In Pursuit of the Broken Prong-Instrument Malfunction during Percutaneous Nephrolithotomy

Endourological techniques are the mainstay treatment in the contemporary management of urological stone diseases. Instruments malfunction during endourological procedures, however, it appears that such incidences are underreported. Wear and tear caused by improper handling or factory defects may lead to instrument malfunction, resulting in serious accidents. Herein, a case of unexpected broken alligator forceps encountered during Percutaneous Nephrolithotomy (PCNL) is presented. Additional toilsome were done while retrieving the broken fragment, apart from complete stone clearance. To the best of author’s knowledge, this is the first report on instrument malfunction during PCNL, successfully managed by various endourological armamentarium. The present case emphasises meticulous screening, proper handling of endourological instruments to avoid unexpected intraoperative malfunction.

A 42-year-old gentleman presented with right flank pain of 8 months duration. There was no history of Lower Urinary Tract Symptoms (LUTS), fever, haematuria or lithuria. General and systemic examination were unremarkable.

On further evaluation, the patient was found to have a 2.8 cm right renal calculus and scheduled for PCNL. The standard approach for prone PCNL was performed and the stone fragmented with pneumatic lithoclast. Eleven French (Fr) alligator forceps was used to retrieve the stone fragments. In the midst of stone fragments retrieval, all of a sudden one of the alligator forceps prong broke and got dislodged into the depth of Pelvicalyceal System (PCS) [Table/Fig-1a]. Attempts for retrieval led to the downward migration of the broken prong into the ureter to the level of fourth lumbar (L4) vertebra [Table/Fig-1b].

[Table/Fig-1]:

a) Broken prong in the pelvicalyceal system (PCS). b) Broken prong in the ureter at the fourth lumbar (L4) vertebra.

WHAT THE TASK ASKS:
Answer these questions using the case report on the broken forceps prong.
1. For how long had the patient had right flank pain?
2. What tool fragmented the stone?
3. At the level of which vertebra did the broken prong end up in the ureter?

SOURCE MATERIAL:

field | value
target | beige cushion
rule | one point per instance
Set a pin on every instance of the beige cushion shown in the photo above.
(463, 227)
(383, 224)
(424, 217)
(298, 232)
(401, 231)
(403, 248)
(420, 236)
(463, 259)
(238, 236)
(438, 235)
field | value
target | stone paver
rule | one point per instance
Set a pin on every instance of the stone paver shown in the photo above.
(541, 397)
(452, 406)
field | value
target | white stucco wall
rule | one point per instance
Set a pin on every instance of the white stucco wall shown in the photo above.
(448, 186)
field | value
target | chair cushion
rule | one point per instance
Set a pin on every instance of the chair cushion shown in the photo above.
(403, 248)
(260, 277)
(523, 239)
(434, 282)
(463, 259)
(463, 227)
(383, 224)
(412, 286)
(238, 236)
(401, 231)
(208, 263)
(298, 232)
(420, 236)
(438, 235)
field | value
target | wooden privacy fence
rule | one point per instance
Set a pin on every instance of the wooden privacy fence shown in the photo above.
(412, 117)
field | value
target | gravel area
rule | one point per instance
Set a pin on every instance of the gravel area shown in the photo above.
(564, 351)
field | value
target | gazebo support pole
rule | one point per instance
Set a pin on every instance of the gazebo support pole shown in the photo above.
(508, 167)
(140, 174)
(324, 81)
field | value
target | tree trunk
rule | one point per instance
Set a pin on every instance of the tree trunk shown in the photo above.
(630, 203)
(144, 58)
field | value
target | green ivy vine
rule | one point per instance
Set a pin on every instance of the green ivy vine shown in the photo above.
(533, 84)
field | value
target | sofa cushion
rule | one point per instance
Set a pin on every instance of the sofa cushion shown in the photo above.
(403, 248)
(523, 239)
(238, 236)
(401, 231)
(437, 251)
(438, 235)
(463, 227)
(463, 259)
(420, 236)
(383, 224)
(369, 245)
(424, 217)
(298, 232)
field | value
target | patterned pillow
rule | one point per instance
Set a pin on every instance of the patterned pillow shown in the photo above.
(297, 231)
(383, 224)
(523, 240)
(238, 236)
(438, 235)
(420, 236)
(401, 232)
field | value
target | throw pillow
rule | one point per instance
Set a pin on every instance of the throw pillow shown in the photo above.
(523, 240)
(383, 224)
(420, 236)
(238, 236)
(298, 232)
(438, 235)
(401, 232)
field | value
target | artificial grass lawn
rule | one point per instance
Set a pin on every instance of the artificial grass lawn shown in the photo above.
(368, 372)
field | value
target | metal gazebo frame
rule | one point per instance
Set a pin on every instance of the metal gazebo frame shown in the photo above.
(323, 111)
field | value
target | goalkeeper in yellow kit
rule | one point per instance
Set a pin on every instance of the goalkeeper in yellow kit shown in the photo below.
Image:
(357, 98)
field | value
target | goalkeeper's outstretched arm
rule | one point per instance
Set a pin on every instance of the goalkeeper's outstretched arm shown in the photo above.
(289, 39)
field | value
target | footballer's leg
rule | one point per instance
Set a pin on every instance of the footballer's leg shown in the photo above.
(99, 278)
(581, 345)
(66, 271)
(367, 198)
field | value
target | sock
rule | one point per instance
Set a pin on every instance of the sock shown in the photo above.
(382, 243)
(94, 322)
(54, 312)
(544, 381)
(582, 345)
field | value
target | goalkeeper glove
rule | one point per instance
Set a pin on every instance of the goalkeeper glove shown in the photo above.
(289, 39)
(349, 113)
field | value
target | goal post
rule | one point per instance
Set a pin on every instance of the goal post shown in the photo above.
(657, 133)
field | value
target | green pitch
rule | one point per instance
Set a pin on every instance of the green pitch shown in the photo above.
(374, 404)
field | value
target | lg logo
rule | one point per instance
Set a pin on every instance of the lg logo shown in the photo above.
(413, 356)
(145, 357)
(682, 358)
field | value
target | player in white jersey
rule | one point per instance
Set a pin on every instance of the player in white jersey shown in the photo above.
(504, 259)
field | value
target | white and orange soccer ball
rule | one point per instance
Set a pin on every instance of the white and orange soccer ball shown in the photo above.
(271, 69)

RESULT FOR THIS EXERCISE:
1. 8 months
2. A pneumatic lithoclast
3. The fourth lumbar (L4) vertebra